▶ [Task a] Present the part of the records that opens with the line containing "query: the noun phrase to segment: **duck" and runs through the end of the records as a Markdown table with the columns Row and Line. Leave out blank lines.
** Start of Passage given **
If we're wealthy, or maybe even just well off, we're more willing to help an abstract representation which allows wealth confiscation (theft) if we don't see inequality around us, while we're twice as likely to not support such a measure if we just saw a poor white person we think is undeserving of our help.

Sure, we can expect more from one individual than another, OK, fair enough. But the problem is that if what we thought was good to do before, why not do it anymore? One individual doesn't represent everyone. The attention bias and availability heuristic have us engage in fallacious reasoning to justify not helping many people because we think one person doesn't deserve it. I'm not advocating for the coercive taxation, I'm just talking about the underlying psychology behind people's change in behavior.

"Exposure to socioeconomic inequality in an everyday setting negatively affects willingness to publicly support a redistributive economic policy."

Exposure to inequality shapes our decision-making process, with a tendency to not stop the inequality, but instead allow it to continue. Both the saliency of the poor person in our attention, and the saliency of our valuation of the inequality, is linked to antisocial behavior in this context, where social behavior would be to help instead of not helping.
** End of Passage given **
▶ [Task b] Retype the part of the passage on inequality that opens with the words containing "Sure, we can" and closes with "change in behavior.".
** Start of Records for processing **
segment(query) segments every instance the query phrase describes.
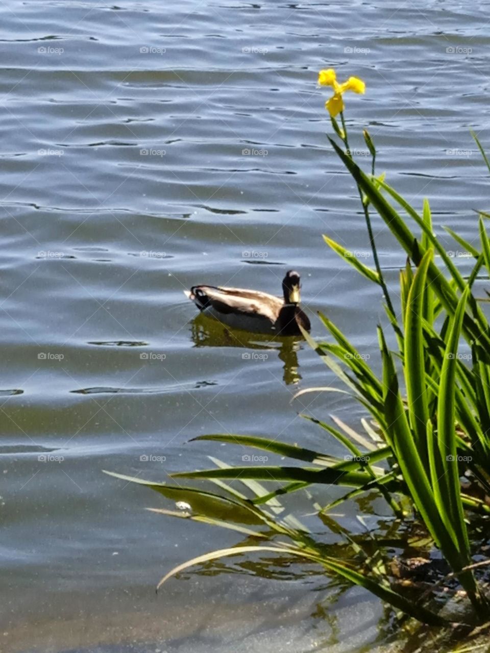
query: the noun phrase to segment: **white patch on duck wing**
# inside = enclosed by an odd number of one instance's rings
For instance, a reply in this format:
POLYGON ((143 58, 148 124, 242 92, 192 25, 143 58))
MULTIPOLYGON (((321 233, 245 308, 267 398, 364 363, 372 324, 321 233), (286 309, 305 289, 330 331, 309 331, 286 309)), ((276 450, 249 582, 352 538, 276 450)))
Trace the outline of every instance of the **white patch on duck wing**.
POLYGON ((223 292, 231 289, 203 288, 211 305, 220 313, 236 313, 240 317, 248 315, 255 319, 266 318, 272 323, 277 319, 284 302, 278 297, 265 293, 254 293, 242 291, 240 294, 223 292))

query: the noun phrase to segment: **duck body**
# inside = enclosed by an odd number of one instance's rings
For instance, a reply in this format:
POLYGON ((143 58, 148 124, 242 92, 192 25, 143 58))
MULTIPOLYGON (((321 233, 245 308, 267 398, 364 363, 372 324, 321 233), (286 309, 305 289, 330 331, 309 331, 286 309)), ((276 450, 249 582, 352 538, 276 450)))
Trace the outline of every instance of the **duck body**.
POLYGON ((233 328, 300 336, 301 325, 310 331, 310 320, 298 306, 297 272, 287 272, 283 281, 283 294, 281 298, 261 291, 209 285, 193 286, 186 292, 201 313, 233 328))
** End of Records for processing **
▶ [Complete response a]
| Row | Line |
|---|---|
| 1 | query: the noun phrase to segment: **duck body** |
| 2 | # inside = enclosed by an odd number of one instance's rings |
| 3 | For instance, a reply in this format: |
| 4 | POLYGON ((143 58, 148 124, 242 92, 192 25, 143 58)) |
| 5 | MULTIPOLYGON (((321 233, 245 308, 267 398, 364 363, 372 324, 321 233), (286 309, 305 289, 330 331, 309 331, 286 309)), ((276 450, 249 582, 352 538, 276 450))) |
| 6 | Trace the outline of every instance of the **duck body**. |
| 7 | POLYGON ((233 328, 300 336, 301 325, 310 331, 310 320, 298 306, 297 272, 287 272, 283 281, 283 294, 281 298, 261 291, 209 285, 193 286, 186 292, 201 313, 233 328)) |

▶ [Complete response b]
Sure, we can expect more from one individual than another, OK, fair enough. But the problem is that if what we thought was good to do before, why not do it anymore? One individual doesn't represent everyone. The attention bias and availability heuristic have us engage in fallacious reasoning to justify not helping many people because we think one person doesn't deserve it. I'm not advocating for the coercive taxation, I'm just talking about the underlying psychology behind people's change in behavior.